# Task instructions:
Beginning at the line that contains "the blue jeans.", transcribe the remaining lines of the listing exactly; include the final line and omit everything before.

###

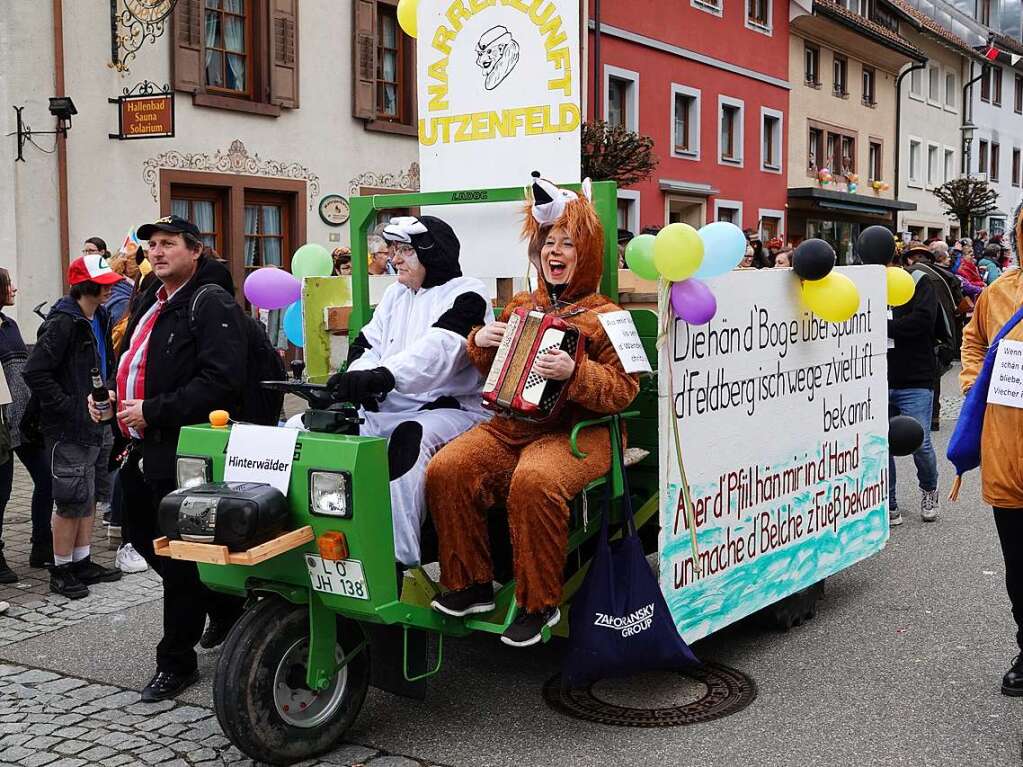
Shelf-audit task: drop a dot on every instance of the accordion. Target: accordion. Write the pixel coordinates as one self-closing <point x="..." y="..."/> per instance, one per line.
<point x="513" y="388"/>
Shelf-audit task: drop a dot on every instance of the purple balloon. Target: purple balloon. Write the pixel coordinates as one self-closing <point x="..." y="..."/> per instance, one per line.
<point x="693" y="302"/>
<point x="271" y="287"/>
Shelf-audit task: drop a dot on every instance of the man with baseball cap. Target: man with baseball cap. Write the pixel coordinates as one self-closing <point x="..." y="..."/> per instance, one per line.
<point x="184" y="355"/>
<point x="73" y="342"/>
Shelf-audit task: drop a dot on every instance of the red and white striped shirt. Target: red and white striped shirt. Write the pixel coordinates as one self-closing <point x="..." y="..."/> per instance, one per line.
<point x="131" y="369"/>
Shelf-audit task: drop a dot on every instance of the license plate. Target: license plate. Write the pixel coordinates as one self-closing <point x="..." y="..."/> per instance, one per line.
<point x="341" y="577"/>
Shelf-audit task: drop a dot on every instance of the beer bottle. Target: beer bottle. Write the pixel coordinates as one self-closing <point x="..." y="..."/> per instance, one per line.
<point x="100" y="396"/>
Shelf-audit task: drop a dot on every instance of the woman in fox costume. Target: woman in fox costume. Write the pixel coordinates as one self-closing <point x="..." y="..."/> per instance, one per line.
<point x="528" y="464"/>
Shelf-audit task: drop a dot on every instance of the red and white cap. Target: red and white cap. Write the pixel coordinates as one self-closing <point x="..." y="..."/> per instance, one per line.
<point x="92" y="267"/>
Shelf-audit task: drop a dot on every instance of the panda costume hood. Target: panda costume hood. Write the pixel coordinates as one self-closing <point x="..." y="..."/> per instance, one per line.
<point x="435" y="242"/>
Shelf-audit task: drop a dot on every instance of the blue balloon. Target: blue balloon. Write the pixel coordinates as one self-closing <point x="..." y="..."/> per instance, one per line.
<point x="724" y="246"/>
<point x="293" y="324"/>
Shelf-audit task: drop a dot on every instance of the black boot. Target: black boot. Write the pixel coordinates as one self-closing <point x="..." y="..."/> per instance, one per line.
<point x="1012" y="682"/>
<point x="64" y="582"/>
<point x="41" y="554"/>
<point x="88" y="572"/>
<point x="6" y="574"/>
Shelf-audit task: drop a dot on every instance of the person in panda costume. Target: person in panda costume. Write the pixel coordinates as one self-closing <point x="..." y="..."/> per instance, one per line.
<point x="408" y="368"/>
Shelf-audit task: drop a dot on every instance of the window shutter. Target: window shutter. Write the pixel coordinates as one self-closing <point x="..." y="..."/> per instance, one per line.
<point x="284" y="53"/>
<point x="188" y="46"/>
<point x="364" y="59"/>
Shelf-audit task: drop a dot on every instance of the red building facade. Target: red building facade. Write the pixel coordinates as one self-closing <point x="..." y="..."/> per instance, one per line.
<point x="708" y="81"/>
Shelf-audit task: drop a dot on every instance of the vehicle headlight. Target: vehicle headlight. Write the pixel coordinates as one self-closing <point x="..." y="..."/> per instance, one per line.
<point x="329" y="493"/>
<point x="193" y="470"/>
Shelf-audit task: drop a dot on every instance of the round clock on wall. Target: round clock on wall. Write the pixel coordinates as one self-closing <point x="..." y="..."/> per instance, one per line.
<point x="334" y="210"/>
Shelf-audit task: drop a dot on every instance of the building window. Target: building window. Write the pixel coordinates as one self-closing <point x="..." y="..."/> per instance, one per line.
<point x="384" y="78"/>
<point x="227" y="35"/>
<point x="869" y="91"/>
<point x="730" y="141"/>
<point x="811" y="59"/>
<point x="390" y="65"/>
<point x="685" y="122"/>
<point x="814" y="150"/>
<point x="770" y="224"/>
<point x="728" y="210"/>
<point x="917" y="83"/>
<point x="915" y="150"/>
<point x="203" y="208"/>
<point x="628" y="210"/>
<point x="711" y="6"/>
<point x="874" y="161"/>
<point x="846" y="161"/>
<point x="932" y="166"/>
<point x="934" y="85"/>
<point x="770" y="140"/>
<point x="236" y="54"/>
<point x="621" y="105"/>
<point x="265" y="231"/>
<point x="758" y="14"/>
<point x="841" y="72"/>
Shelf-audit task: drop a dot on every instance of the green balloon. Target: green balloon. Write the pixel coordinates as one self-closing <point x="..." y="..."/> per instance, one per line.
<point x="312" y="260"/>
<point x="639" y="256"/>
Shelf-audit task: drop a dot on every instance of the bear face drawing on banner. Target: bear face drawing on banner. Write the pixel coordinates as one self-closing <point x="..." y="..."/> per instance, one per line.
<point x="496" y="54"/>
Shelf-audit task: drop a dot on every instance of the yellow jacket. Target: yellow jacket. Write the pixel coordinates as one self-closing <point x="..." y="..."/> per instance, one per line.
<point x="1002" y="441"/>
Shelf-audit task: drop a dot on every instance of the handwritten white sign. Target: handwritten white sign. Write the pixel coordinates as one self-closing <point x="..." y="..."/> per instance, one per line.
<point x="1007" y="375"/>
<point x="623" y="335"/>
<point x="261" y="454"/>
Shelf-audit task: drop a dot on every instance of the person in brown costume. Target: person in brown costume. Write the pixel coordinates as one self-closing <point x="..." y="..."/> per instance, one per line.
<point x="527" y="464"/>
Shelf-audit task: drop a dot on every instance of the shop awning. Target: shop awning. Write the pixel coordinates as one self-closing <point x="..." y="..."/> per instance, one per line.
<point x="837" y="200"/>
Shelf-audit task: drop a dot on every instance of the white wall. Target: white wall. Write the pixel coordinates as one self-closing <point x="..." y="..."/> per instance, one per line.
<point x="107" y="194"/>
<point x="932" y="123"/>
<point x="1004" y="126"/>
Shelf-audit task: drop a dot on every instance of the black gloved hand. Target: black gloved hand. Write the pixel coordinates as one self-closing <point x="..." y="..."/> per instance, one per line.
<point x="359" y="386"/>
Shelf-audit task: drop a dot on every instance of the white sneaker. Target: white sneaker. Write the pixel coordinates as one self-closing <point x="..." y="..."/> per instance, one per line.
<point x="130" y="560"/>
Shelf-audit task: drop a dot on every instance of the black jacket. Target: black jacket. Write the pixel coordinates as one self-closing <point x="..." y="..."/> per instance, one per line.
<point x="194" y="364"/>
<point x="912" y="363"/>
<point x="59" y="373"/>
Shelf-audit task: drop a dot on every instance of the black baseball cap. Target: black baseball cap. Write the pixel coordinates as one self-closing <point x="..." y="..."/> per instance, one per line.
<point x="172" y="224"/>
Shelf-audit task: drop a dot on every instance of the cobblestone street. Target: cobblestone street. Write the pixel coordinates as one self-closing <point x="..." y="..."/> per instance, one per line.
<point x="63" y="721"/>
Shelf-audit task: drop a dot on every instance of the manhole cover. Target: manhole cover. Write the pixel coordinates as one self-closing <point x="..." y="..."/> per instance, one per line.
<point x="727" y="691"/>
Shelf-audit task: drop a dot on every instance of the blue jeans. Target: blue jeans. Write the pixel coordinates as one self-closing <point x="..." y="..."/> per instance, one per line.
<point x="36" y="460"/>
<point x="917" y="403"/>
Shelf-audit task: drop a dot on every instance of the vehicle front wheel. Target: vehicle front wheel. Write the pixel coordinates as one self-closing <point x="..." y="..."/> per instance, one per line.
<point x="260" y="692"/>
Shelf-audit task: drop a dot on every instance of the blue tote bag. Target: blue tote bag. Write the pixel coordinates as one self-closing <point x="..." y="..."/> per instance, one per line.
<point x="964" y="447"/>
<point x="620" y="623"/>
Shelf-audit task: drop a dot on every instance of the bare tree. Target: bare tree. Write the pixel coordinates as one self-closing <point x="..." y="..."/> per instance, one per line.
<point x="967" y="198"/>
<point x="615" y="153"/>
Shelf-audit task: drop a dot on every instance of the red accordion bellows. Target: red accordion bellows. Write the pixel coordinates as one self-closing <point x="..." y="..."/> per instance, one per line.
<point x="513" y="388"/>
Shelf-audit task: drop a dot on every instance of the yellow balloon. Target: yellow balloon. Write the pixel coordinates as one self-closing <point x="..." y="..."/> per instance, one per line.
<point x="406" y="16"/>
<point x="834" y="299"/>
<point x="900" y="286"/>
<point x="677" y="252"/>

###

# Answer to this problem:
Shelf-audit task: drop a dot on every instance of the blue jeans. Target: blue jeans. Write the pixel coordinates as one self-closing <point x="..." y="..."/> per instance, one per line.
<point x="36" y="460"/>
<point x="917" y="403"/>
Shelf-audit task: drop a dot on every instance of the vehicle front wheel. Target: vehicle front wheel. Write the pixel coordinates as one self-closing <point x="..." y="..."/> per instance, one per line.
<point x="260" y="692"/>
Shelf-audit task: drop a dot on every instance of the blue tote bag. Target: blue tote bag. Write the pixel coordinates as one self-closing <point x="..." y="..."/> per instance, one per line.
<point x="964" y="447"/>
<point x="620" y="623"/>
Shelf-audit task: drop a dot on every instance of the bare tree. Target: bare tree. Write the pixel coordinates as one self-closing <point x="..." y="..."/> per instance, one per line.
<point x="967" y="198"/>
<point x="615" y="153"/>
Shelf-audit task: drop a dot on every instance of the red accordion bellows. Target: red accordion bellows. Write the pixel coordinates as one self-closing <point x="..." y="..."/> per instance, one per line.
<point x="513" y="388"/>
Shelf-audit task: drop a dot on every instance of the yellow balloon. Target: yellow balloon. Write the pixel coordinates as one self-closing <point x="..." y="..."/> per instance, one per line.
<point x="406" y="16"/>
<point x="834" y="299"/>
<point x="900" y="286"/>
<point x="677" y="252"/>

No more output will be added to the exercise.